Independence and dependence.

Independence and dependence describe whether one event changes the probability of another. This lesson develops the idea using conditional probability, joint probability, two-way tables, tree diagrams and repeated-trial examples.

115 minutes
No coding
Joint probability
Table checks

Lesson route

Move from conditional probability to independence checks.

Students now use conditional probability as a diagnostic tool: does knowing one event change another probability, or does the probability remain unchanged?

0–10 min

What dependence means

Understand that events are dependent when knowing one event changes the probability of another.

10–25 min

Conditional probability connection

Use P(A | B) to decide whether event B changes the probability of event A.

25–45 min

Definition of independence

Learn that A and B are independent when P(A | B) = P(A), provided P(B) > 0.

45–65 min

Multiplication rule

Derive P(A ∩ B) = P(A)P(B) for independent events.

65–90 min

Tables and visual checks

Use two-way tables, Venn diagrams and conditional proportions to detect dependence.

STUDY MATERIAL
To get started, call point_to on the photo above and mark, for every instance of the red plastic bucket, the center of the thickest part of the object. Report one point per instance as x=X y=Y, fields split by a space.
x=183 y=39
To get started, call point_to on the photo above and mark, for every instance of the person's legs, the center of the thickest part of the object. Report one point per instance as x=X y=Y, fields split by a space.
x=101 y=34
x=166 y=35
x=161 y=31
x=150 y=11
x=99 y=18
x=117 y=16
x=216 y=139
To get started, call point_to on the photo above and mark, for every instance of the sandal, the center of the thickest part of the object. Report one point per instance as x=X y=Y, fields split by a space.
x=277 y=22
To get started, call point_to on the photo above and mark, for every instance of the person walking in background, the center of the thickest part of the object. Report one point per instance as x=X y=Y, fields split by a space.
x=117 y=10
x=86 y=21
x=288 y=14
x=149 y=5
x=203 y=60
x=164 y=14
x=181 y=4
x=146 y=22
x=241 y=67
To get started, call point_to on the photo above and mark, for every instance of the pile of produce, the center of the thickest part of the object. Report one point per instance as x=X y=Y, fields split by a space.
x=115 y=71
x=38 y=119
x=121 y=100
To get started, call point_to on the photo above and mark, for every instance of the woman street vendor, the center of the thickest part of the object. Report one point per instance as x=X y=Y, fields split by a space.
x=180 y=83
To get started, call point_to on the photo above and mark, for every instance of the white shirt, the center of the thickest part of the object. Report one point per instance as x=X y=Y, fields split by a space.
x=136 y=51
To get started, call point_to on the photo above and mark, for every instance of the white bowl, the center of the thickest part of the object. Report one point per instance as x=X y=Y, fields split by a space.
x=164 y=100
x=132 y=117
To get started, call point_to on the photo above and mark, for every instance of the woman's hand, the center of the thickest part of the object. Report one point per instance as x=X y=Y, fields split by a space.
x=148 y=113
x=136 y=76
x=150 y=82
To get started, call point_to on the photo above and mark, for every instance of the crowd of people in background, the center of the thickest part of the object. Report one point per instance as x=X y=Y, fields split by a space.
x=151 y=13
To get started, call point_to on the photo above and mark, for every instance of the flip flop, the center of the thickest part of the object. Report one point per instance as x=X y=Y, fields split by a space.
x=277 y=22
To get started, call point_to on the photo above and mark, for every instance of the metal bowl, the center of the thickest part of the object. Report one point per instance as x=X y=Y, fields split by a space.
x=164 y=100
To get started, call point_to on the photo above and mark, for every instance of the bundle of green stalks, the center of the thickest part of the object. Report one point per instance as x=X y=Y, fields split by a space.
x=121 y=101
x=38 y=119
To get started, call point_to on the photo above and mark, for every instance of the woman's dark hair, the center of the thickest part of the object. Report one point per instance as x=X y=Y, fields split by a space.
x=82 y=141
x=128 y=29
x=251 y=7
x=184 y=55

EXERCISE INSTRUCTIONS
Could you carry on the lesson outline on independence and dependence, picking up right after its last line?

WRITTEN ANSWER
90–115 min

Common misconceptions

Distinguish independence from disjointness, causation and unrelated-looking events.

Mastery checklist

Students should be able to decide whether information changes probability.

1

Define independence using conditional probability.

2

Define dependence using changed probability.

3

Use P(A ∩ B) = P(A)P(B) as an independence check.

4

Explain why disjoint events are usually dependent.

5

Use two-way tables to compare conditional proportions.

6

Distinguish sampling with replacement from without replacement.

7

Avoid confusing dependence with causation.

8

Recognise independence as a modelling assumption.